***** DATA FOR THE TASK

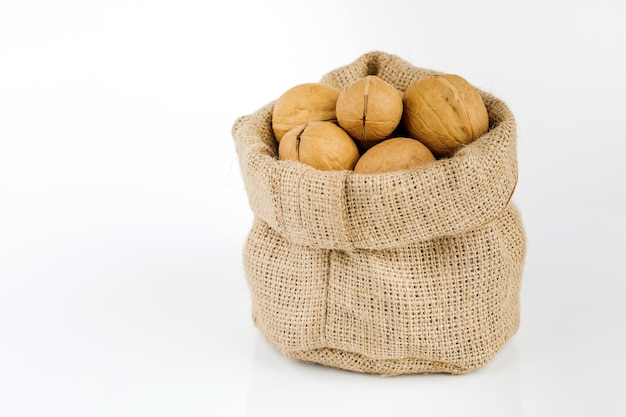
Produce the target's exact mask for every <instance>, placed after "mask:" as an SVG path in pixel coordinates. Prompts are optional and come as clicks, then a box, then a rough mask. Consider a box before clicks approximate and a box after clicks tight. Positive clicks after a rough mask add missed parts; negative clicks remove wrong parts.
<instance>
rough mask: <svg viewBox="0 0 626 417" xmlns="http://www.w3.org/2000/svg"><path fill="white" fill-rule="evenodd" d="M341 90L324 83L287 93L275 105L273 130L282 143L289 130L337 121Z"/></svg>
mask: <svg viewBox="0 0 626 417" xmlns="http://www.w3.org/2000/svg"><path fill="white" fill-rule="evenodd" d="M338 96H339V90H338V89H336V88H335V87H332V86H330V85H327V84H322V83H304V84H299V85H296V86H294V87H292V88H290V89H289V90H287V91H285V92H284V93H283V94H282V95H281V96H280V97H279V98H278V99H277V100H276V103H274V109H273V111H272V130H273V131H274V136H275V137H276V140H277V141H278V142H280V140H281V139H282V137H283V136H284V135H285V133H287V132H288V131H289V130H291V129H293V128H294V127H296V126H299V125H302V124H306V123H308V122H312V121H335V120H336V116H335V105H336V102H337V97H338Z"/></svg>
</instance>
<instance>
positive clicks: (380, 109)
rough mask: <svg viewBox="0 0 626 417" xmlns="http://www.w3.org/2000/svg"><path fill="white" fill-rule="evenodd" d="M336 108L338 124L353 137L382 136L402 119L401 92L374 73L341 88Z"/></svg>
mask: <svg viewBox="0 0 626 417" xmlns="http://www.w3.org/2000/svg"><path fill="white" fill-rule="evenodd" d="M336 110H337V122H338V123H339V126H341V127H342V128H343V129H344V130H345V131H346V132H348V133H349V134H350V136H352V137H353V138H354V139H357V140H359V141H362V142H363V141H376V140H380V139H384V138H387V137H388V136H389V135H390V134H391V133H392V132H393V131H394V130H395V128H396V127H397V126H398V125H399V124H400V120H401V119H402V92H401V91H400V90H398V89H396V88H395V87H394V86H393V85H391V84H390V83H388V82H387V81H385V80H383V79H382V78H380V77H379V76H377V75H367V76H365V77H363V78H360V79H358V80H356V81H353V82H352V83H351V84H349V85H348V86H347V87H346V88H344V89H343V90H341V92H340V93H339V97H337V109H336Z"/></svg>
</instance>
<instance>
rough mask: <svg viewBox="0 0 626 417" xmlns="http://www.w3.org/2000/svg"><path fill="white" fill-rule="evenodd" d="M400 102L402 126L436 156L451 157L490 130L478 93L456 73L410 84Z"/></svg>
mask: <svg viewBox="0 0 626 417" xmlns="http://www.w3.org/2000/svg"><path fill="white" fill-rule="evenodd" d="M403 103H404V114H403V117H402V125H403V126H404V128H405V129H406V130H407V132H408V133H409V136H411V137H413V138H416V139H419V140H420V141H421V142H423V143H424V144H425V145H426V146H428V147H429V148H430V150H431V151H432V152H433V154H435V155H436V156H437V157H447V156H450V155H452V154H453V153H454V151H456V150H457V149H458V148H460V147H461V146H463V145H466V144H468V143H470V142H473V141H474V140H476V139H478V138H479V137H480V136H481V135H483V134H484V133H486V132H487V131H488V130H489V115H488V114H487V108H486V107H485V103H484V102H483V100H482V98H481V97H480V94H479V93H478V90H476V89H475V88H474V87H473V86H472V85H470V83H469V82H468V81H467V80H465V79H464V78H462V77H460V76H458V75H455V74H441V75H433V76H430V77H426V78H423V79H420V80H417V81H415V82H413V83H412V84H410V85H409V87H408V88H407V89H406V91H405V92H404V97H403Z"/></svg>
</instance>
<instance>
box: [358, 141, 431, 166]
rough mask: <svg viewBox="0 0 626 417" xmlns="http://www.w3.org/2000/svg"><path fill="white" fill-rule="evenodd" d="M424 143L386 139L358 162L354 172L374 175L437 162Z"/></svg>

**********

▸ **TASK**
Only the lines from the one with "box: [358, 141, 431, 166]" through the last line of the records belong in the answer, each copied exactly.

▸ **PROBLEM SOLUTION**
box: [358, 141, 431, 166]
rough mask: <svg viewBox="0 0 626 417" xmlns="http://www.w3.org/2000/svg"><path fill="white" fill-rule="evenodd" d="M424 143L386 139L358 162L354 172L374 175L437 162Z"/></svg>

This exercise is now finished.